**Task set:**
A. Retype the data science guide word for word, from "If you are new" up to and including "read this documentation.".
B. Decide whether each statement agrees with the data science guide, giving yes or no along with the exact words from the guide that settle it: (i) Python usually runs faster than R. (ii) The writer prefers Python over R. (iii) The writer's most used tool as a consultant was unsupervised learning.

Probability and statistics

Probability lies at the core of the data scientists’ view of the world. When dealing with big numbers and random events, probability and statistics provide the tools to make sense of them. It isn’t only about the exact methods or formulas, but also about developing a probabilistic intuition. These courses from Khan academy on probability and statistics are both beginner-friendly and got all the information you’ll need. Here is a mathematically formal summary of a probability course from Stanford.

In addition to formal education in probability and statistics, reading non-fiction books can also help to develop an intuition. I recommend the following books in no particular order: Thinking fast and slow, Factfulness, Thinking in bets, Fooled by randomness (or any of Nassim Taleb’s books).

Finally, reading about statistical paradoxes will help you make sense of data when you face unintuitive conclusions.

Data-oriented programming language

A big part of a data scientist’s job is reading, manipulating and running analysis on data. This is usually done by coding in a data-oriented language. These languages allow us to write instructions for a computer to execute. Even though there are many different programming languages, most of them use very similar structures. The two most popular data-oriented programming languages are Python and R, and you can start with either one. If at some later point you work with people using the other one, you can use that as an opportunity to learn it.

If you’ve never coded before, don’t worry. Both of them can be a good first point of contact with programming. A lot has been written about which one is better, but the truth is they have different strengths.

R’s strong points are:

  • It is designed for data and statistical work, so manipulating data is easier
  • There is a vast universe of statistics libraries
  • The Shiny library makes it very easy to make a web app with no previous web design experience
  • RStudio is a wonderful IDE (I haven’t found one that I like as much for Python)

Python’s strong points are:

  • It’s a general-purpose programing language as well as one of the most popular languages overall
  • It usually runs faster than R
  • It has better packages for deep learning

I personally prefer R because of its more compact syntax in the data.table package and also because I have more experience with it.

Learning R

If you are new to programming, I recommend you start with one of these resources:

If you have been coding for a while, you can get the basics with learn R in Y minutes.

Once you know the basics, it’s time to learn one of the two main data manipulation libraries: data.table (my personal favorite) or dplyr. Another useful library is ggplot2 for making beautiful graphics.

Learning Python

If python is your first programming language you can start with any of these:

If you’re already familiar with coding you can just read this documentation.

And once you’ve mastered python’s basics, you can go into the specialized tools to manipulate data: Pandas and Numpy. Here’s a tutorial and here’s a video to help you learn those packages.

Learn machine learning

Now we get to the exciting part.

There are many different techniques and tools in machine learning. One of them has been my most used analytical tool during my years as a data science consultant. And that technique is supervised learning, in both of its forms: classification and regression.

**Data section:**
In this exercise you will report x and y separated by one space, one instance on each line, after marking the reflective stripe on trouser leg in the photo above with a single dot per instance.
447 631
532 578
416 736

**Set of answers:**
A.
If you are new to programming, I recommend you start with one of these resources:

If you have been coding for a while, you can get the basics with learn R in Y minutes.

Once you know the basics, it’s time to learn one of the two main data manipulation libraries: data.table (my personal favorite) or dplyr. Another useful library is ggplot2 for making beautiful graphics.

Learning Python

If python is your first programming language you can start with any of these:

If you’re already familiar with coding you can just read this documentation.

B.
(i) Yes: "It usually runs faster than R"
(ii) No: "I personally prefer R because of its more compact syntax in the data.table package"
(iii) No: "that technique is supervised learning, in both of its forms: classification and regression"